— start Stored records —

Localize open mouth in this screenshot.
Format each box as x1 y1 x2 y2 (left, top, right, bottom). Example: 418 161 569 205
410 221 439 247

— end Stored records —
— start Stored records —

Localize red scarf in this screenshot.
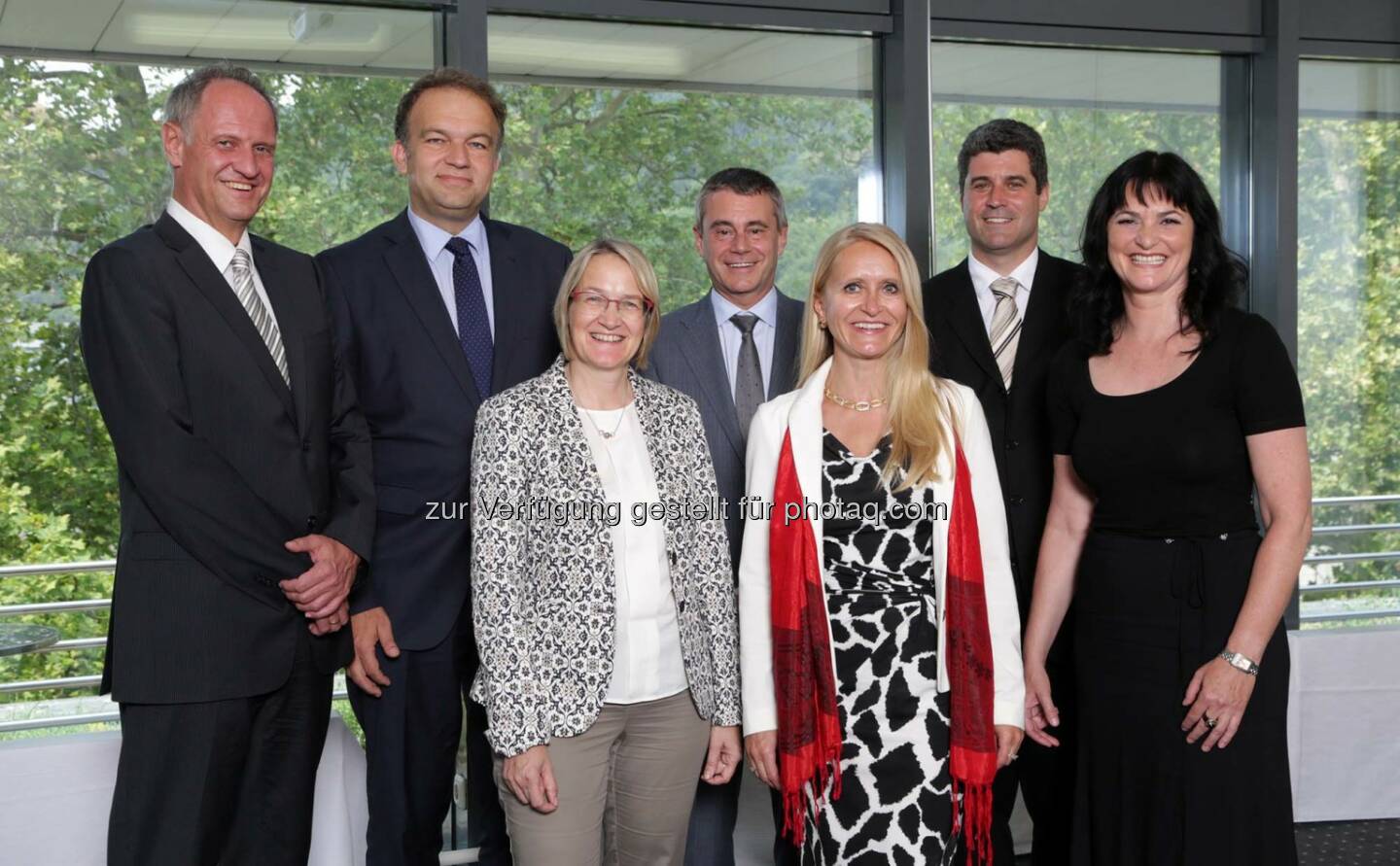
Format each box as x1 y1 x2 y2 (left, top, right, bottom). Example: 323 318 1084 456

— end Stored records —
— start Stored records —

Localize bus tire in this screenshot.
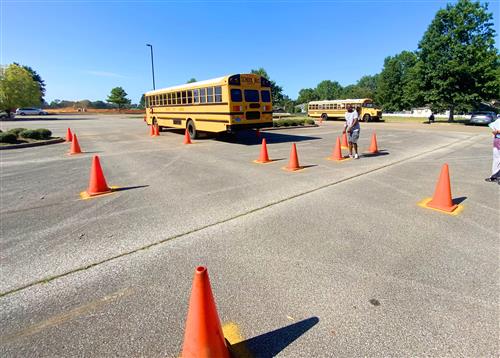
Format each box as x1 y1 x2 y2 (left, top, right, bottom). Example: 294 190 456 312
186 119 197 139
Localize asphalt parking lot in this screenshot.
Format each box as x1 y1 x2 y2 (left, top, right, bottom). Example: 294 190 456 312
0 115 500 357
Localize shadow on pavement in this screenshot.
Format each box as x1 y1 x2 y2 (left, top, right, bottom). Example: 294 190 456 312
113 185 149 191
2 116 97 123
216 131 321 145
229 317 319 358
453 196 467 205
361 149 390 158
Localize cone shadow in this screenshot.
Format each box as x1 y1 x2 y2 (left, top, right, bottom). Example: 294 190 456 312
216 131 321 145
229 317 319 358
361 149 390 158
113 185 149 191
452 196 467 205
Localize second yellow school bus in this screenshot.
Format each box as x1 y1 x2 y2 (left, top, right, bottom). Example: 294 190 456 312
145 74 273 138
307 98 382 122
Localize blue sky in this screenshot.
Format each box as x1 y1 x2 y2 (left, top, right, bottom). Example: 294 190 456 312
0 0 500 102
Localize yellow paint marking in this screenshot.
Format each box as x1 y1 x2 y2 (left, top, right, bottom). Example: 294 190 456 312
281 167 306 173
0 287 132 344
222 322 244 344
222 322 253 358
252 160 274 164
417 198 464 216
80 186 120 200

— end Stored records —

Exercise requirements = Please put the lines of the listing above into a Markdown table, starting with the line containing "Localize blue sky in this screenshot." and going on through the line containing "80 186 120 200". Use a column named No. for the row number and a column named Text for the line, and leave out blank lines.

The completed task =
| No. | Text |
|---|---|
| 1 | Localize blue sky in this screenshot. |
| 2 | Format each box as x1 y1 x2 y2 (left, top, right, bottom). Example: 294 190 456 312 |
| 3 | 0 0 500 102 |
| 4 | Localize yellow paint marking in this screenshot. |
| 5 | Format each box as x1 y1 x2 y2 (left, top, right, bottom). Example: 294 190 456 312 |
| 6 | 281 167 306 173 |
| 7 | 0 287 132 344 |
| 8 | 222 322 244 344 |
| 9 | 222 322 253 358 |
| 10 | 252 160 274 164 |
| 11 | 417 198 464 216 |
| 12 | 80 186 120 200 |